* ASSIGNED TASK 1 *
In the article on drug company taxes, how much in profits have the 10 biggest drug firms stashed offshore?
* ASSIGNED TASK 2 *
Reproduce the part of the drug company tax article that begins at the words "But rather than" and stops after "of offshore profits.".

Being ill and poor in the US just got more expensive

Frank Clemente
The biggest losers from the GOP tax plans would be the 87 million middle class families facing higher taxes, plus the 13 million people who would lose their healthcare.
Frank Clemente

THE biggest losers from the GOP tax plans would be the 87 million middle class families facing higher taxes, plus the 13 million people who would lose their healthcare. The biggest winners? Millionaires and corporations, of course.

Chief among those corporations: America’s top drug makers. Pharmaceutical firms will get tens of billions of dollars in tax cuts on their offshore profits alone, while continuing to gouge consumers with ever-higher prices.

A new report by my organization, Americans for Tax Fairness, finds the nation’s 10 biggest drug companies — the Pharma Big 10 — jacked up prices on some of their most widely prescribed drugs by 40-70 percent over a recent four-year period, depending on the buyer. That upper figure was 14 times the rate of inflation.

Meanwhile, those 10 big drug firms have stashed US$500 billion in profits offshore, mostly in tax havens, on which we estimate they owe US$133 billion in unpaid US taxes.

How does their offshore tax dodge work?

First, they shift control of a drug formula to a foreign subsidiary, say in Ireland or Bermuda. Then they license the formula back to the US parent at a steep price. This increases the parent company’s costs, thereby reducing its profits and thus its taxes. Meanwhile, profits are artificially booked where they’ll be taxed little if at all.

Their highly mobile patents make drug companies particularly adept at this kind of “profit shifting.”

But rather than crack down on Big Pharma’s tax dodging, the Republican tax plans would reward drug companies with a tax cut we estimate at nearly US$80 billion on their half trillion dollars of offshore profits.

Our report examines the pricing of 31 of some of the most widely-prescribed drugs from US pharmaceutical companies between 2011 and 2015 (the most recent data available).

We found the average retail price of nine of the drugs most frequently prescribed for older Americans jumped 71 percent. Dozens of drugs purchased through Medicare and Medicaid rose an average 44 percent and 40 percent, respectively. Among the biggest spikes: the retail price of Pfizer’s nerve medication Lyrica doubled, while the price paid by Medicaid for Johnson & Johnson’s HIV treatment Prezista was up 131 percent.

What happened to all the profits from these outrageous price hikes? The earnings were shifted to offshore tax havens to avoid US taxes. How patriotic.

* INFORMATION GIVEN *
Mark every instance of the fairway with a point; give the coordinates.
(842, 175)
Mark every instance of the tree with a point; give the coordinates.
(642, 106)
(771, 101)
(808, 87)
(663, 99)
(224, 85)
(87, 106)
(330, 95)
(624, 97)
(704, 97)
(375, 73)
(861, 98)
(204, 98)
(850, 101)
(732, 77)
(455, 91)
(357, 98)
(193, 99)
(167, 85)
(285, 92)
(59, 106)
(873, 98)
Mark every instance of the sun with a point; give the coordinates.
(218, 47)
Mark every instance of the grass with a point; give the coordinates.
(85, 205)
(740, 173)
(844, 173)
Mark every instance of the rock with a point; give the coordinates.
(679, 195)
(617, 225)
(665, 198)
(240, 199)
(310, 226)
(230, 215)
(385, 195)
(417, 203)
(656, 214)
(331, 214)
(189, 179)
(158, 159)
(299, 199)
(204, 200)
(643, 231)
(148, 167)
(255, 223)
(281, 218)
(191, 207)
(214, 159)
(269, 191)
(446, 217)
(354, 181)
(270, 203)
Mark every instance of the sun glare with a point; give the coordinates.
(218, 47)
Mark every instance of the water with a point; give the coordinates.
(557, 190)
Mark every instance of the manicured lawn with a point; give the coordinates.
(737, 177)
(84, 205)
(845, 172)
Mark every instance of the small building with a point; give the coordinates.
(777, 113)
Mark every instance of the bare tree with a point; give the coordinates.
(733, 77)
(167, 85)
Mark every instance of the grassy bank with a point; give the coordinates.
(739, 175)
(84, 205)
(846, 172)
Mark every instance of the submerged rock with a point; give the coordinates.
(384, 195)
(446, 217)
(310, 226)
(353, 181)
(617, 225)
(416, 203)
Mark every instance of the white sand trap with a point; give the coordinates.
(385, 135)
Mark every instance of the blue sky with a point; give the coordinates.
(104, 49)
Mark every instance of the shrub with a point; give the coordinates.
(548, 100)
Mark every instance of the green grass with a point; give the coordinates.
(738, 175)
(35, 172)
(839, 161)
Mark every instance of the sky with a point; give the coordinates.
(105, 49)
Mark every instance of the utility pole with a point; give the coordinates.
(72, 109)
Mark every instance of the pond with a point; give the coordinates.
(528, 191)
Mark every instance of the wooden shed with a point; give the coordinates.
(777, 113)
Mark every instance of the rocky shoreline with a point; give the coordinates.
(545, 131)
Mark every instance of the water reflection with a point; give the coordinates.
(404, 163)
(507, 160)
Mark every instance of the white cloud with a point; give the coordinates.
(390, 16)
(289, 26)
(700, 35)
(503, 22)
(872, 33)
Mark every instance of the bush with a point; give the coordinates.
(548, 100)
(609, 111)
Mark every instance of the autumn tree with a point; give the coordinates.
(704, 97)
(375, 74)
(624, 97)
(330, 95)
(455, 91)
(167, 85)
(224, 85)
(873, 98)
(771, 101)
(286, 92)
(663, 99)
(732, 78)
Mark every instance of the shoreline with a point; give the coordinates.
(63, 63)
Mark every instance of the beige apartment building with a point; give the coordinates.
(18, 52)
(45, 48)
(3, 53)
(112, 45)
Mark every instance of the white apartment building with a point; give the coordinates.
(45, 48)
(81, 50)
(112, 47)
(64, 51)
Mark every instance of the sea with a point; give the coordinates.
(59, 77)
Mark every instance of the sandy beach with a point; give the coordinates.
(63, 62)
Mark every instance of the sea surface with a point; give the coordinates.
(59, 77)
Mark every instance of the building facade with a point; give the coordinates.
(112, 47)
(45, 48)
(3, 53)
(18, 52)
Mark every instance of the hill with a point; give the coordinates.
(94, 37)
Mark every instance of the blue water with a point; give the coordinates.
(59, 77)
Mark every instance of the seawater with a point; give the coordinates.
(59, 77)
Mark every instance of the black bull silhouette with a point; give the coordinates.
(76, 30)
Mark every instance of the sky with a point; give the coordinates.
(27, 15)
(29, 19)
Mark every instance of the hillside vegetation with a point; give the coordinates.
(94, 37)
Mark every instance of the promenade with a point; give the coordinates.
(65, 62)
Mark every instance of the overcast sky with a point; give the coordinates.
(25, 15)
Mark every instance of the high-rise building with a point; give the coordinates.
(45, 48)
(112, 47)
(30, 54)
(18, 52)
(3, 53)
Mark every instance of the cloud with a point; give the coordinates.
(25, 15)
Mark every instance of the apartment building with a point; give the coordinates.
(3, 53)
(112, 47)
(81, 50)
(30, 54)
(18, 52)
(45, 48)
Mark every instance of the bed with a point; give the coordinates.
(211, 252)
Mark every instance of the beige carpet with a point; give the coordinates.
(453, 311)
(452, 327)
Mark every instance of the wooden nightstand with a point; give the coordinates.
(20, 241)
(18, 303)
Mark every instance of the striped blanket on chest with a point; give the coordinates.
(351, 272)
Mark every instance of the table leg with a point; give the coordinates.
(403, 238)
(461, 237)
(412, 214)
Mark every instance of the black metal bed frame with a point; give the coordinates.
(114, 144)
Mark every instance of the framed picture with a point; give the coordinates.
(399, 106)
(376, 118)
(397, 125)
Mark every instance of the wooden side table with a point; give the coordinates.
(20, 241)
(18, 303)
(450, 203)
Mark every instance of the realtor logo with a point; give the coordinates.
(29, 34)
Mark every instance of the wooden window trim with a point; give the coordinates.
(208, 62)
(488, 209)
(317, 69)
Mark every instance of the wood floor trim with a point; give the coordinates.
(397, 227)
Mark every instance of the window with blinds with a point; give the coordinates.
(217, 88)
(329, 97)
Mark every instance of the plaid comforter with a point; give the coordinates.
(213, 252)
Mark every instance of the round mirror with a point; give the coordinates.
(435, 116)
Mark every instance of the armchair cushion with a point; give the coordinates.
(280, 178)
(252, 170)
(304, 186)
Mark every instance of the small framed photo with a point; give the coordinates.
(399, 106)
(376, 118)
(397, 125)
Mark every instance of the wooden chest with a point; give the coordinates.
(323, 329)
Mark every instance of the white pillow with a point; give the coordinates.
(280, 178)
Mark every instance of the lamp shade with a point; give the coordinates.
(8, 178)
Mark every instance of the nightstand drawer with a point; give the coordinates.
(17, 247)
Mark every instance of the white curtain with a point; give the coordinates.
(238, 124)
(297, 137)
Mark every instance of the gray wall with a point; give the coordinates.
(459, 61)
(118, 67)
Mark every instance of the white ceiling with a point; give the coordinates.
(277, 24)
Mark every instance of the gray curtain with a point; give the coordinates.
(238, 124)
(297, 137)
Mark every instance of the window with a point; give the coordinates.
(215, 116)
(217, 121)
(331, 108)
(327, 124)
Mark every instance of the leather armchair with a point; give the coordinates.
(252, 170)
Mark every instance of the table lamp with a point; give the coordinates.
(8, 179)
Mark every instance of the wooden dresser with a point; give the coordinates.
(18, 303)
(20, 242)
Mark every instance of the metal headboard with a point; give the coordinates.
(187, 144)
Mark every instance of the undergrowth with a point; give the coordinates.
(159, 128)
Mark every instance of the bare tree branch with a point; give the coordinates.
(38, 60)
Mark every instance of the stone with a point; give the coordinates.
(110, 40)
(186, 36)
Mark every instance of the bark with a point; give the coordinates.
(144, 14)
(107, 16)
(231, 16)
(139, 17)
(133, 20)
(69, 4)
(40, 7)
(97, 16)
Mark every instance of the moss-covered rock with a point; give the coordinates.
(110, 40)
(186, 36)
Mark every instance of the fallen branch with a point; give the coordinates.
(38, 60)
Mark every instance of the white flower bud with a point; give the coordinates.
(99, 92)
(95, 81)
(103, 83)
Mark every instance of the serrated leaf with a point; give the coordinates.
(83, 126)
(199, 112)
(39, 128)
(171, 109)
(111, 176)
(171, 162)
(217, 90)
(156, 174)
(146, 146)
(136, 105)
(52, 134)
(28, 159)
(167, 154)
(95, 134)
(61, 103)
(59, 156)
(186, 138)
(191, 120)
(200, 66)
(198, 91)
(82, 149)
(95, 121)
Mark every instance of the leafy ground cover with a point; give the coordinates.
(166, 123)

* WRITTEN RESPONSE 1 *
US$500 billion

* WRITTEN RESPONSE 2 *
But rather than crack down on Big Pharma’s tax dodging, the Republican tax plans would reward drug companies with a tax cut we estimate at nearly US$80 billion on their half trillion dollars of offshore profits.